======== Selected extract ========

UNITED STATES

SECURITIES AND EXCHANGE COMMISSION

Washington, D.C. 20549

 

 

FORM 8-K

 

CURRENT REPORT

Pursuant to Section 13 or 15(d)

of the Securities Exchange Act of 1934

Date of Report (Date of earliest event reported): September 14, 2016

 

CATALYST BIOSCIENCES, INC.

(Exact name of registrant as specified in its charter)

 

  

 

 

 

 

 

Delaware

(State or other jurisdiction

of incorporation)

 

000-51173

(Commission

File Number)

 

56-2020050

(IRS Employer

Identification No.)

 

 

 

 

260 Littlefield Ave.

South San Francisco, California

(Address of principal executive offices)

 

94080

(Zip Code)

(650) 266–8674

Registrant’s telephone number, including area code

 

 

Check the appropriate box below if the Form 8-K filing is intended to simultaneously satisfy the filing obligation of the registrant under any of the following provisions:

 

¨

Written communications pursuant to Rule 425 under the Securities Act (17 CFR 230.425)

 

¨

Soliciting material pursuant to Rule 14a-12 under the Exchange Act (17 CFR 240.14a-12)

========

Problems to work on —
1) Repeat part of the Form 8-K cover page word for word, starting at the words "Check the appropriate" and ending after "(17 CFR 240.14a-12)".
2) Sum up the Form 8-K cover page in two sentences.

======== Extracted material ========

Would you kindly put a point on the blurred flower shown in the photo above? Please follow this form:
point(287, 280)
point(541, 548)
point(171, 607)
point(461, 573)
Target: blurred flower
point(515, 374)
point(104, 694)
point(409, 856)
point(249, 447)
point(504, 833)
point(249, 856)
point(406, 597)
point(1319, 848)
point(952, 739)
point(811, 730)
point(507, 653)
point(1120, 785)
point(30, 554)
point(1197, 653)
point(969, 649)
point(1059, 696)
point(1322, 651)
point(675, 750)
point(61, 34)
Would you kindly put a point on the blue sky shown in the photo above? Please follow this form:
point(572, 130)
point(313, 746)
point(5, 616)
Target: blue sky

========
======== Extracted material ========

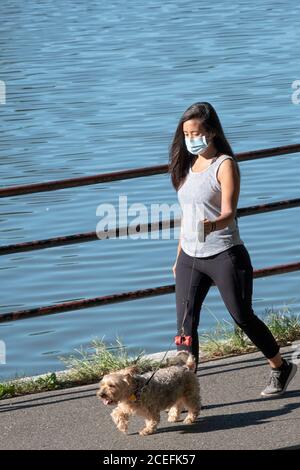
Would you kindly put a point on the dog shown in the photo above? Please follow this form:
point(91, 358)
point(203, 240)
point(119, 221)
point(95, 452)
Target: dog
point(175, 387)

========

Responses to the tasks —
1)
Check the appropriate box below if the Form 8-K filing is intended to simultaneously satisfy the filing obligation of the registrant under any of the following provisions:

 

¨

Written communications pursuant to Rule 425 under the Securities Act (17 CFR 230.425)

 

¨

Soliciting material pursuant to Rule 14a-12 under the Exchange Act (17 CFR 240.14a-12)

2) This Form 8-K current report, made under Section 13 or 15(d) of the Securities Exchange Act of 1934, is for Catalyst Biosciences, Inc., a Delaware company whose principal executive offices are at 260 Littlefield Ave., South San Francisco, California 94080. The date of the earliest event reported is September 14, 2016.